§ REQUIREMENTS:
a - Retype the stretch of the LazyList pull request text from "Lazier LazyList.#6880" through "hiding this comment.".
b - List each distinct name that the LazyList pull request text sets in backticks.
-- Begin TEXT PROVIDED --
Lazier LazyList.#6880
Conversation
As lamented in scala/bug#10696 and bemoaned in scala/collection-strawman#367, `LazyList` (and `Stream` before it) does not have a way of representing a collection with uncomputed emptiness. This adds a third subclass of `LazyList`, `LazyList.Suspended`, which wraps a closure returning a `LazyList`, and only evaluates it when needed. This is about as lazy of a list as I can imagine, now. Fixes scala/bug#10696. Fixes scala/collection-strawman#367.
| else iterableFactory.empty).asInstanceOf[C] | ||
| } | ||
| private[immutable] def filterImpl(p: A => Boolean, isFlipped: Boolean): C = | ||
| suspend0 { |
There was a problem hiding this comment.
-- End TEXT PROVIDED --
-- Begin ROWS --
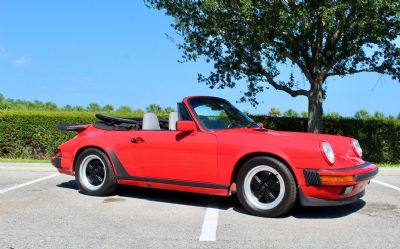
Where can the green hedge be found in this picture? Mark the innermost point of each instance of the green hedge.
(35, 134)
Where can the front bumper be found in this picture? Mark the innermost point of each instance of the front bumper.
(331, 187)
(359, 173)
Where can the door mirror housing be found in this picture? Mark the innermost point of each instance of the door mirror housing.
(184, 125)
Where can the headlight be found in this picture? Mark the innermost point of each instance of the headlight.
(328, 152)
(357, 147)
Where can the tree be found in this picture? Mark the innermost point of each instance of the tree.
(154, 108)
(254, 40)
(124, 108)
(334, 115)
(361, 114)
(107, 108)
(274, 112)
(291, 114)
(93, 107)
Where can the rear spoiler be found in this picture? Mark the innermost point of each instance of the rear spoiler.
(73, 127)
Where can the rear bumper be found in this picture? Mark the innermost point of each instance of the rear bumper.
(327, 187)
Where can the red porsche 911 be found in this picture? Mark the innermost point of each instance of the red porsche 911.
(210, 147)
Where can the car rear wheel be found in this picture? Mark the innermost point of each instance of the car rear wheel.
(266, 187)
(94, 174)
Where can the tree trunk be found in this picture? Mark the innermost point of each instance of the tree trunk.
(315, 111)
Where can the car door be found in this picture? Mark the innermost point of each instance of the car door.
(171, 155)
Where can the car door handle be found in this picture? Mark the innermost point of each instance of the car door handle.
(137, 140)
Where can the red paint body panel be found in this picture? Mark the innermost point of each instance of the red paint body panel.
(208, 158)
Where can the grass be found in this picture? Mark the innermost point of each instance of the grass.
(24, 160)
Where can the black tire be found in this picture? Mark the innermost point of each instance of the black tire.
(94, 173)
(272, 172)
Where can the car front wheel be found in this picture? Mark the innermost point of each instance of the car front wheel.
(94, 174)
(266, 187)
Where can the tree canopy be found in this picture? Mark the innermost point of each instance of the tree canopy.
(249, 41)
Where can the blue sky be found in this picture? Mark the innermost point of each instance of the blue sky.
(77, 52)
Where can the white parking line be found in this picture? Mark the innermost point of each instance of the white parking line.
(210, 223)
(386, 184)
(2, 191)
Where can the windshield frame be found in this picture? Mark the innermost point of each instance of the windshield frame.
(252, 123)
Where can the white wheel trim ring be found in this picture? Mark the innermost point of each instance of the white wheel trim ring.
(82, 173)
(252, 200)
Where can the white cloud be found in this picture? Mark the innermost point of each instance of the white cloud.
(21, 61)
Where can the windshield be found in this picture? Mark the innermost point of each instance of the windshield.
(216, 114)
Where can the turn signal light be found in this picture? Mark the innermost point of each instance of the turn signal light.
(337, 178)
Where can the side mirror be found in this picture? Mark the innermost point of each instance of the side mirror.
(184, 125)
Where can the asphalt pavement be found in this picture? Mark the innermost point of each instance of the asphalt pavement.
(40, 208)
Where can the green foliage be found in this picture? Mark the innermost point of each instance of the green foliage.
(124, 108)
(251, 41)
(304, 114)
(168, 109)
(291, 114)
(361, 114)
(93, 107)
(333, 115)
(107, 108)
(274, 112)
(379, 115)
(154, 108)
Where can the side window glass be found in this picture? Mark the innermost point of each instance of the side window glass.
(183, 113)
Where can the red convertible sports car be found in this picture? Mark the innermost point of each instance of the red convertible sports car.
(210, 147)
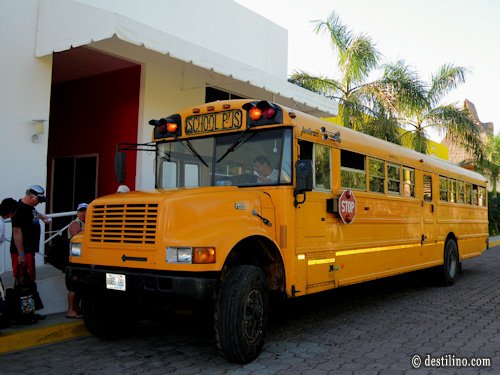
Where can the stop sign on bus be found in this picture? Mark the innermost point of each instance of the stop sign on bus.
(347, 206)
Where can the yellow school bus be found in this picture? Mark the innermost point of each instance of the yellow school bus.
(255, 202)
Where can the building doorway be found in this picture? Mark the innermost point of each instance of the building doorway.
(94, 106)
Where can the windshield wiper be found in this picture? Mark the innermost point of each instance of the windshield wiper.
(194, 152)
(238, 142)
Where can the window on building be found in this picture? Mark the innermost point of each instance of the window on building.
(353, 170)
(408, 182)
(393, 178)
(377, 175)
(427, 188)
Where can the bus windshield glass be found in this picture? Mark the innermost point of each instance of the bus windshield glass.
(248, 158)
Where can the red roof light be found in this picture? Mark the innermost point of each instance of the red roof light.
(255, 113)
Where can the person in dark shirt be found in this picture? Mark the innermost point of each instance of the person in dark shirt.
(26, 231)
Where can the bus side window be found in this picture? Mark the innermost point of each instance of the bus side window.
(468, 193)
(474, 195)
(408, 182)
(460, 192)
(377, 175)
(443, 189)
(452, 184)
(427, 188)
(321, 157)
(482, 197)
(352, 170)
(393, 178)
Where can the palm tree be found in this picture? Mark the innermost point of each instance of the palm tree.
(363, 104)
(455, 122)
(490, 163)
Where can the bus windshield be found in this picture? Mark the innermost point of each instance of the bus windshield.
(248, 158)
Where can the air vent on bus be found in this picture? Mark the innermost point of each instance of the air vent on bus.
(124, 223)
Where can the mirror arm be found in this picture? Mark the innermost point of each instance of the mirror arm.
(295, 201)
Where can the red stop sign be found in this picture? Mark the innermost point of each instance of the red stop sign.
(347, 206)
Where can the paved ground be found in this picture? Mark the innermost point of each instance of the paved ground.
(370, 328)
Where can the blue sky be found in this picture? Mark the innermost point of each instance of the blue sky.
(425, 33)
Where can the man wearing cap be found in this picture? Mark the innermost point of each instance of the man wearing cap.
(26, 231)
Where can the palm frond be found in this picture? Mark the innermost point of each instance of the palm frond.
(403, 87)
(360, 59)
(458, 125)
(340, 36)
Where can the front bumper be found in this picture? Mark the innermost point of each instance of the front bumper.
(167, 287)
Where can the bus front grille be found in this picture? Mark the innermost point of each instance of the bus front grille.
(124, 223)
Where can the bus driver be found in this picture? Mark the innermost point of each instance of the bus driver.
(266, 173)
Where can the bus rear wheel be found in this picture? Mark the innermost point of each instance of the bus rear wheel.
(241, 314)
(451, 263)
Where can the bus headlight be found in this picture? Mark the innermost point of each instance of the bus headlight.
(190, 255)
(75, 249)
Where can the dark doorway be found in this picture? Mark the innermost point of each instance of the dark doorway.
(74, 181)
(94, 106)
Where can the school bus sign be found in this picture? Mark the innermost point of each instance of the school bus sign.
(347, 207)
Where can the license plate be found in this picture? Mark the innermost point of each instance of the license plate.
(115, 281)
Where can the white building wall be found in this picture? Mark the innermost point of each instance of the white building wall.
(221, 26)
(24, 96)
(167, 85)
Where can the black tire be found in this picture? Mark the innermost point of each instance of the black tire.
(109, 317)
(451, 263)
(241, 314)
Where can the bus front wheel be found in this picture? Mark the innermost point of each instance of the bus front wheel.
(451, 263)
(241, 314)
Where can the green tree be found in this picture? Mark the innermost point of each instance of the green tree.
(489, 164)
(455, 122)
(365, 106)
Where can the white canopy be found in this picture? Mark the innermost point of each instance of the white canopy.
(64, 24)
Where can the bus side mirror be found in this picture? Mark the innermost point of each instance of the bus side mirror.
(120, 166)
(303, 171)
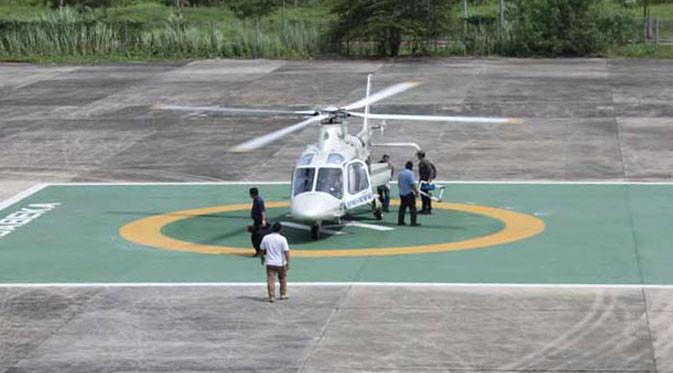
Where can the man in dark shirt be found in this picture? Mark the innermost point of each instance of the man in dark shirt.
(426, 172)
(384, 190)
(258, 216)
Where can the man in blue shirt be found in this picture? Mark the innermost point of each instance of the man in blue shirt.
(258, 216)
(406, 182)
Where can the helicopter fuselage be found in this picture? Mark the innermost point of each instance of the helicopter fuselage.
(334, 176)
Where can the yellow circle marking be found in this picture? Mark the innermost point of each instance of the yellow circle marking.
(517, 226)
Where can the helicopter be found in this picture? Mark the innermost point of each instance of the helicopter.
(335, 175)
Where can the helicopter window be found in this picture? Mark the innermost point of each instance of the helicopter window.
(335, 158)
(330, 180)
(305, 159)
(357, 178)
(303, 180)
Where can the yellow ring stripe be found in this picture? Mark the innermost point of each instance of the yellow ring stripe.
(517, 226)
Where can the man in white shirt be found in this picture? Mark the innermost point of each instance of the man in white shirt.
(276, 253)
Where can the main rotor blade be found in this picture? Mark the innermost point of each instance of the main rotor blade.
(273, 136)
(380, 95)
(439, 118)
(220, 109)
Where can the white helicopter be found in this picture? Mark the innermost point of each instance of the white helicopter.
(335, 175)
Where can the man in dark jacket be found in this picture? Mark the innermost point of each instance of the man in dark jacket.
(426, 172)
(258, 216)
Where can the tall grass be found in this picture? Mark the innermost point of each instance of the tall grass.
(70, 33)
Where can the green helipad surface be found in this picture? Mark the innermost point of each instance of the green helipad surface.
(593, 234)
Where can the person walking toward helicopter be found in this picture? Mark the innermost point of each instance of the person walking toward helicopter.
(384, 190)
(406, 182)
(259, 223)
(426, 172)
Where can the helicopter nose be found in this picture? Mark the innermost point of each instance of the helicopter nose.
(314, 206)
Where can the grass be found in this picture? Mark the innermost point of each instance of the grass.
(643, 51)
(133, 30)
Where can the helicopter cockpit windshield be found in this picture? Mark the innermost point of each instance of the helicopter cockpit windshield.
-- End ROWS --
§ SOLUTIONS TO THE PROBLEMS:
a -
Lazier LazyList.#6880
Conversation
As lamented in scala/bug#10696 and bemoaned in scala/collection-strawman#367, `LazyList` (and `Stream` before it) does not have a way of representing a collection with uncomputed emptiness. This adds a third subclass of `LazyList`, `LazyList.Suspended`, which wraps a closure returning a `LazyList`, and only evaluates it when needed. This is about as lazy of a list as I can imagine, now. Fixes scala/bug#10696. Fixes scala/collection-strawman#367.
| else iterableFactory.empty).asInstanceOf[C] | ||
| } | ||
| private[immutable] def filterImpl(p: A => Boolean, isFlipped: Boolean): C = | ||
| suspend0 { |
There was a problem hiding this comment.

b -
LazyList
Stream
LazyList.Suspended